## Task 1
According to the biography of Abd Allah ibn Ali, whom did he kill when he captured Damascus?
## Task 2
Write the next part of the biography of Abd Allah ibn Ali, picking up after its final sentence.

## Text block
---
Abbasid governor of Syria
- In office 750–754
- Monarch: al-Saffah
- Succeeded by: Salih ibn Ali

Personal details
- Born: c. 712
- Died: 764 (aged 52)
- Resting place: Bab al-Sham cemetery, Baghdad, Abbasid Caliphate (modern-day Iraq)
- Parent(s): Ali ibn Abd Allah ibn al-Abbas Umm Abiha bint Abd Allah
- Relatives: Muhammad ibn Ali (brother); Salih ibn Ali (brother); Abd al-Samad ibn Ali (brother); Dawud ibn Ali (brother);

Military service
- Allegiance: Abbasid Caliphate
- Years of service: 750–754
- Rank: General
- Battles/wars: Abbasid Revolution Battle of the Zab; ;

= Abd Allah ibn Ali =

Abbasid governor of Syria (c.712–764)

Abū Muḥammad ʿAbd Allāh ibn ʿAlī (أبو محمد عبد الله بن علي; – 764 CE) was a member of the Abbasid dynasty, and played a leading role in its rise to power during the Abbasid Revolution. As governor of Syria, he consolidated Abbasid control over the province, eliminating the remnants of the Umayyad dynasty and suppressing pro-Umayyad uprisings. After the death of his nephew and first Abbasid caliph, al-Saffah, in 754, he launched a bid for the caliphal title against al-Saffah's brother, al-Mansur, but was defeated and imprisoned. He was killed in 764.

==Role in the Abbasid Revolution==
Abd Allah was a member of the Abbasid family, born to Ali ibn Abd Allah ibn al-Abbas and Umm Abiha bint Abd Allah bint Ja'far, and uncle to the first two Abbasid caliphs, al-Saffah and al-Mansur.

By early 749, the anti-Umayyad uprising that had begun under Abu Muslim in Khurasan had prevailed in the eastern lands of the Caliphate, and the Khurasani armies swept west across Persia to the borders of Iraq. In October 749, al-Saffah was proclaimed Caliph at Kufa, and quickly gained the acceptance of Abu Muslim and the Kufans, thereby forestalling an Alid bid for control of the revolution. To cement Abbasid control, al-Saffah now appointed members of his own family to command the armies: his brother, the future al-Mansur, was sent to lead the Siege of Wasit, while Abd Allah was sent to confront the Umayyad caliph Marwan II in the Jazira.

Thus Abd Allah held the supreme command in the decisive Battle of the Zab, where the Abbasid forces defeated Marwan II, and led the pursuit of Marwan, first to Syria. After a brief siege, he captured the Umayyad capital of Damascus by force, killing the city's governor and Marwan's son-in-law, al-Walid ibn Mu'awiya. He then pursued Marwan into Palestine, forcing him to flee to Egypt. His brother Salih followed Marwan to Egypt, where the Umayyad ruler was captured and executed.
---
## Information given
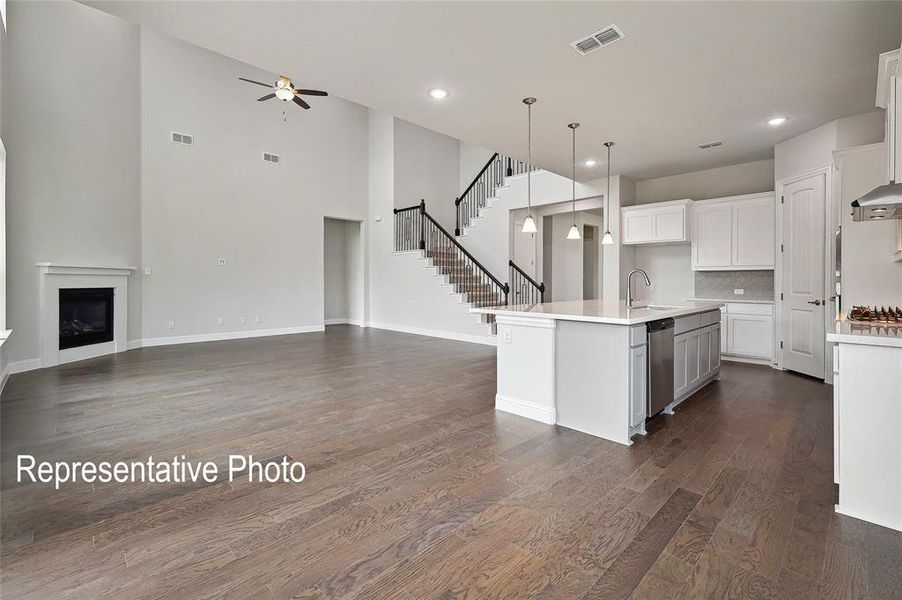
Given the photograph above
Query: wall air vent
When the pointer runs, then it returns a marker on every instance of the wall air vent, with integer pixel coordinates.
(181, 138)
(599, 39)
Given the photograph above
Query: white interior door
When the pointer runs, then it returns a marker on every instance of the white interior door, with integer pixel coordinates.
(802, 308)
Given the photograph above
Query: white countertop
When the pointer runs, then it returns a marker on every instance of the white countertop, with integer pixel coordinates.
(596, 311)
(868, 334)
(735, 299)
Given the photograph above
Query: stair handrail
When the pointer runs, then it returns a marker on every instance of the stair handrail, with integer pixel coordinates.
(519, 273)
(485, 168)
(422, 211)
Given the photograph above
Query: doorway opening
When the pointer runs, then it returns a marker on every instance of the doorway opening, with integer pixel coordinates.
(590, 262)
(343, 272)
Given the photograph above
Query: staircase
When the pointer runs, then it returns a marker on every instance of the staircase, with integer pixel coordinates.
(415, 229)
(484, 187)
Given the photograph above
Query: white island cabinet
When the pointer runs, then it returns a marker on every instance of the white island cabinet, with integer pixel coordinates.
(584, 364)
(867, 421)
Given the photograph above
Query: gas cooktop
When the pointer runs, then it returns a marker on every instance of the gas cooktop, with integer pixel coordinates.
(884, 315)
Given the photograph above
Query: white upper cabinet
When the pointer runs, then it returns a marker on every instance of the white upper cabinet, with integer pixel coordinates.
(889, 96)
(753, 233)
(660, 223)
(712, 241)
(732, 234)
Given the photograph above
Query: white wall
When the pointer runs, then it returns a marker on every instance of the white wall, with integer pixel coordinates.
(472, 159)
(814, 149)
(868, 274)
(745, 178)
(73, 169)
(427, 166)
(219, 199)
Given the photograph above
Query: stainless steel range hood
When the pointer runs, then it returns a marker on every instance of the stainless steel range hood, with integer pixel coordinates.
(884, 202)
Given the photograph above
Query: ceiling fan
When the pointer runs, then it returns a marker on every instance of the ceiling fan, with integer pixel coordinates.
(284, 89)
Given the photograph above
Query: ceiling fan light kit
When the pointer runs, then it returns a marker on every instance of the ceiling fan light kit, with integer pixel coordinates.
(283, 89)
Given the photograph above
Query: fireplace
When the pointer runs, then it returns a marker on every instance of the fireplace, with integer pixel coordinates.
(86, 316)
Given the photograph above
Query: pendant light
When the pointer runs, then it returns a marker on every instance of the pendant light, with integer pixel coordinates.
(529, 223)
(573, 234)
(607, 239)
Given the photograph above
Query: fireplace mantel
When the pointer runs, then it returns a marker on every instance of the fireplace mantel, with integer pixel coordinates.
(67, 269)
(54, 276)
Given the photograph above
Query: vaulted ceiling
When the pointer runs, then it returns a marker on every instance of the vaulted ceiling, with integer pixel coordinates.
(686, 72)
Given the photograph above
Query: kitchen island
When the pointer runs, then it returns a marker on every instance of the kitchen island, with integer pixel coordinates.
(584, 364)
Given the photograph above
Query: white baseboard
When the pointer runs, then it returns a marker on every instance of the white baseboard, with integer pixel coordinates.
(20, 366)
(217, 337)
(525, 408)
(357, 322)
(487, 340)
(751, 361)
(897, 525)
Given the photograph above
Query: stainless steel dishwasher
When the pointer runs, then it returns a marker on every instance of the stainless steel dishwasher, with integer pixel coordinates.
(660, 365)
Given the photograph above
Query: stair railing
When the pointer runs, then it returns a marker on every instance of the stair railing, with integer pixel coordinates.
(525, 289)
(415, 229)
(475, 197)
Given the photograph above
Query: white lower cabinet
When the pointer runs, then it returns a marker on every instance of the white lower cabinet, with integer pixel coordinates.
(750, 335)
(638, 384)
(696, 359)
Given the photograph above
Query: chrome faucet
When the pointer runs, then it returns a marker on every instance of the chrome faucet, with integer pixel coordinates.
(629, 285)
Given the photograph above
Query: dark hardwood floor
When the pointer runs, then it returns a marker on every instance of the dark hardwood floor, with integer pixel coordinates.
(417, 488)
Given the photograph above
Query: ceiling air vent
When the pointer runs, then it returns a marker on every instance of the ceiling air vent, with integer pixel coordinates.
(599, 39)
(181, 138)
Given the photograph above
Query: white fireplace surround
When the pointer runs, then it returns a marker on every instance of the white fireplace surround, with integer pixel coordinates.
(54, 276)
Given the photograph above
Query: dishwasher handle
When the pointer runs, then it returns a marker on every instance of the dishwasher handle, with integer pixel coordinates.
(659, 325)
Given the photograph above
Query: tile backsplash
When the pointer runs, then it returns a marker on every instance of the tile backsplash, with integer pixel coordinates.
(758, 285)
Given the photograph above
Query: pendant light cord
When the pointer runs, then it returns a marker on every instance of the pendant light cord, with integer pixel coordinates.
(529, 159)
(573, 174)
(607, 196)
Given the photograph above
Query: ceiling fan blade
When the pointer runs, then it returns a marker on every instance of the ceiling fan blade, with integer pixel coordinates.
(311, 92)
(257, 82)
---
## Exercise response 1
He killed the city's governor, al-Walid ibn Mu'awiya, who was Marwan's son-in-law.

## Exercise response 2
==Governorship of Syria and suppression of Umayyad risings==
As the first Abbasid governor of Syria, Abd Allah proved himself an implacable enemy of the Umayyads, vigorously persecuting the family's members. According to the Swedish Orientalist Karl Vilhelm Zetterstéen, "he shrank from no method to exterminate them root and branch. During his stay in Palestine, he had about eighty of them murdered at one time." So effective was this persecution, that only a single member of the dynasty, Caliph Hisham ibn Abd al-Malik's grandson Abd al-Rahman ibn Mu'awiya, managed to escape death and flee to al-Andalus, where he established a new Umayyad dynasty. ʿAbd Allah ibn Ali presented the mass killings of Umayyads as retaliation for Husayn's death at Karbala. According to al-Baladhuri, he also personally killed the murderer of Zayd ibn Ali.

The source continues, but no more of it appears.